*READING TEXT*:
-----

So I am going to tell the story of how I came to be here. Of course, I have already told the story of how I happened to come here, to Cambridge, so I won't repeat it - just read this blog from the beginning. But I will go back to the start of my life as a diplaced hedgehog, before I got displaced.
Here, by the way, is the second part of Philip's story.
I need to start with my undergrad studies because it is essential for my career. I applied to the Moscow University College of Foreign Languages rather than Moscow University, because I chickened out at the last moment. My family put extremely high demands on me, and if I failed my entrance exams they would be disappointed. I majored in English, but it was mostly grammar, Old English and conversation, not literature. After a year, I decided, not without pressure from the family, that teaching EFL was not my dream job, but changing your direction of studies was out of the question, so I changed to evening classes instead. I needed my degree for any decent job, but I took care of my education myself. To take evening classes you had to work full time, and I got a fake job as a secretary. I studied Swedish on my own and very soon got all kinds of odd jobs that I wouldn't have got with English, from interpreting to reviewing and eventually translating stories for a children's magazine and a children's radio programme. However, this was nothing you could support yourself by, so when I got the degree (which would be an MA if translated to Western system) I started looking for a job. Actually, I was accepted into a part-time PhD programme in general linguistics, on condition that I had a job.
Good jobs were scarce then as now, and in fact most of my former fulltime fellow students, who were forced to take whatever jobs the State allocated them for three years, were either sent as schoolteachers to Siberia or as custom officers to Moscow International Airport, which was arguably a waste of resources for people with an MA in English.

-----

(Records from a point-labeling set)
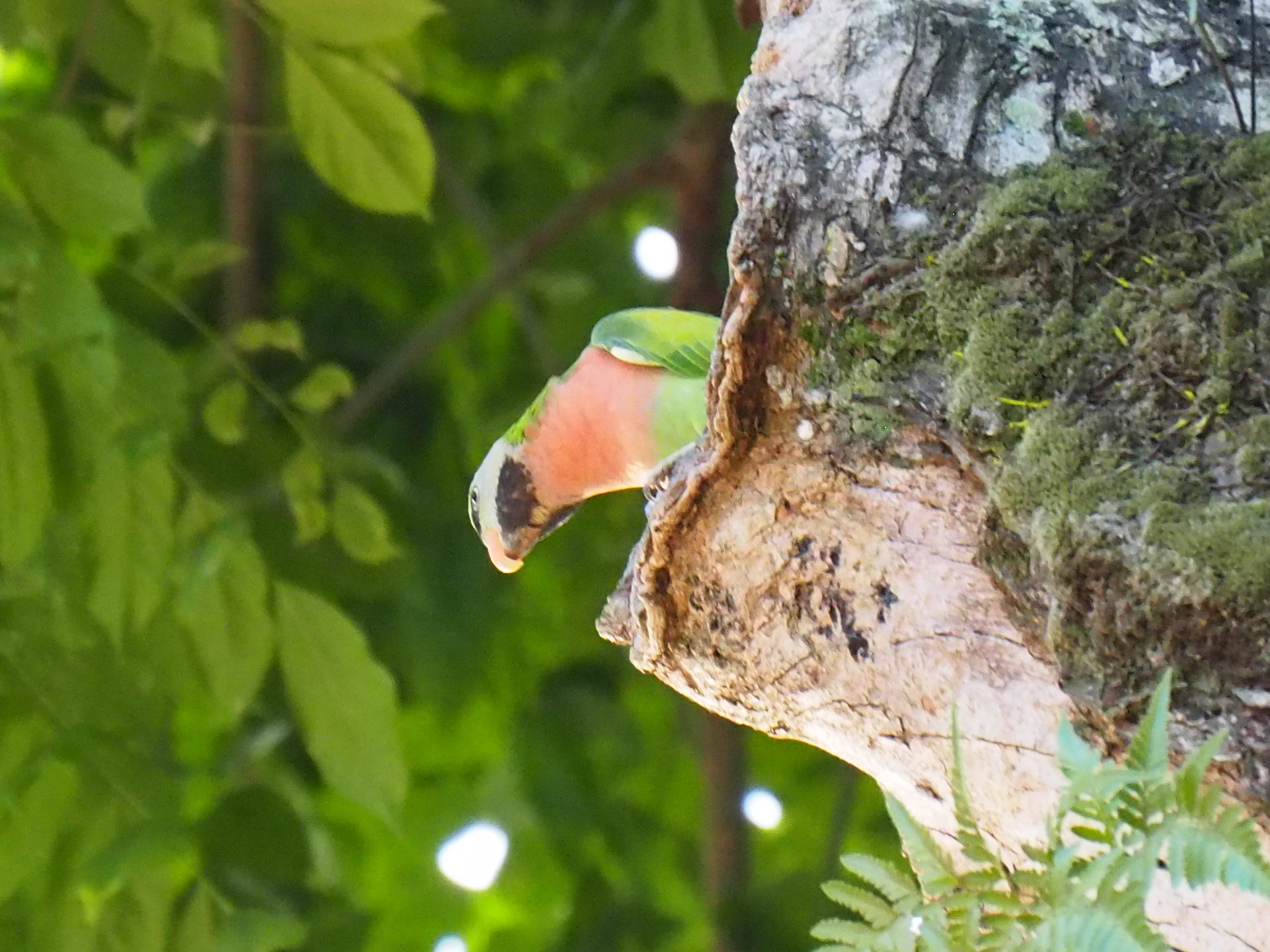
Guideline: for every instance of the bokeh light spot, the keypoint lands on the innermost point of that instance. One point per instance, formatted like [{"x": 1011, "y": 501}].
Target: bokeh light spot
[
  {"x": 763, "y": 809},
  {"x": 657, "y": 253},
  {"x": 474, "y": 856}
]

-----

*WRITTEN REQUEST 1*: Copy the blog post verbatim, starting with "Good jobs were" and going on through "MA in English.".
*WRITTEN REQUEST 2*: Summarize the blog post in three sentences.
The data are separate material and have no connection to the blog post.

*CORRECT RESULT 1*:
Good jobs were scarce then as now, and in fact most of my former fulltime fellow students, who were forced to take whatever jobs the State allocated them for three years, were either sent as schoolteachers to Siberia or as custom officers to Moscow International Airport, which was arguably a waste of resources for people with an MA in English.

*CORRECT RESULT 2*: The writer enrolled at the Moscow University College of Foreign Languages to major in English. After a year the writer moved to evening classes, which required full-time work, so the writer held a fake secretary job and studied Swedish independently, which led to interpreting, reviewing and translating for children's media. After earning the degree, the writer looked for a job, since a part-time PhD place in general linguistics depended on having one.